TASK:
In the passage about Theo Loo, who funded the HIV testing idea with seed money?

PROVIDED PASSAGE:
So with his partners in South Africa, Loo is proposing a series of “water plazas” that will help collect and store rain water within the community for the near term. A crowdfunding campaign has been established for the project.
“We’re hoping that can mitigate the situation until they have a more permanent solution,” said Loo. “I think I have a big responsibility in that. I think I have to help them out somehow until the longer-term issue gets resolved.”
A novel mechanism
“The goal for all of us should be to live a life of consequence. And he’s making that happen,” said Dr. Bell. Theo Loo, in fact, is making that happen a couple times over.
Two years ago, Loo and his friend Nico set off on a road trip from Madison for Colorado. “We were stuck in the car together for 14 hours. We needed to make it productive.”
By the time they reached the Rockies, the pair had developed a rough idea to revolutionize HIV diagnostic testing. “We just kind of played in back and forth until we had something tangible.”
When they returned to Madison, the pair approached Dr. David Beebe and Dr. Scott Berry at the Wisconsin Institutes for Medical Research, who funded the idea with seed money.

Saved entries:
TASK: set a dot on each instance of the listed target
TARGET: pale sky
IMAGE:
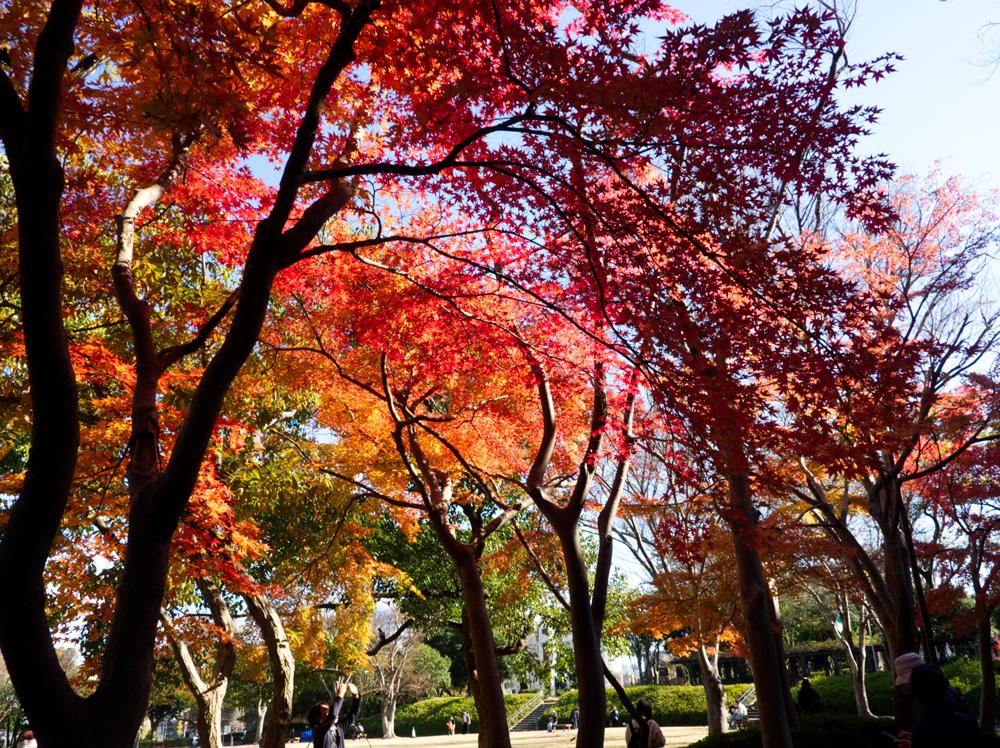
(943, 101)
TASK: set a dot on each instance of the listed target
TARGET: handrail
(525, 709)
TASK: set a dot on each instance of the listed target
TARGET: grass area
(819, 731)
(429, 716)
(685, 705)
(838, 693)
(822, 731)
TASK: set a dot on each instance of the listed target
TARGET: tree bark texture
(591, 693)
(281, 662)
(715, 694)
(988, 695)
(485, 681)
(209, 695)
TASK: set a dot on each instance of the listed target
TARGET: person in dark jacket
(809, 699)
(940, 723)
(329, 721)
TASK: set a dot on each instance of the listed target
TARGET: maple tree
(962, 499)
(430, 409)
(672, 529)
(678, 255)
(175, 129)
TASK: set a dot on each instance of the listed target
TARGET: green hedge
(838, 693)
(815, 732)
(672, 705)
(818, 731)
(430, 715)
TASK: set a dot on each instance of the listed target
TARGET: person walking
(642, 730)
(329, 720)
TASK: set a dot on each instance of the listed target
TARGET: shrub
(838, 694)
(672, 705)
(819, 731)
(430, 715)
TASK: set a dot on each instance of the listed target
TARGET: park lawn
(838, 694)
(429, 716)
(685, 705)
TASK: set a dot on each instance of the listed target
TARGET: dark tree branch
(386, 640)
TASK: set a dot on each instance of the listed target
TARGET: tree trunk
(855, 655)
(484, 679)
(715, 694)
(261, 712)
(281, 662)
(988, 695)
(389, 716)
(762, 635)
(208, 695)
(591, 693)
(111, 716)
(208, 719)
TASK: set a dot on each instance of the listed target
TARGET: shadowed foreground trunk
(484, 679)
(210, 694)
(282, 666)
(30, 127)
(766, 662)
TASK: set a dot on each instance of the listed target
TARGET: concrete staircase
(530, 720)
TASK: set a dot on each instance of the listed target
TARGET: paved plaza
(677, 737)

EXERCISE SOLUTION:
Dr. David Beebe and Dr. Scott Berry at the Wisconsin Institutes for Medical Research.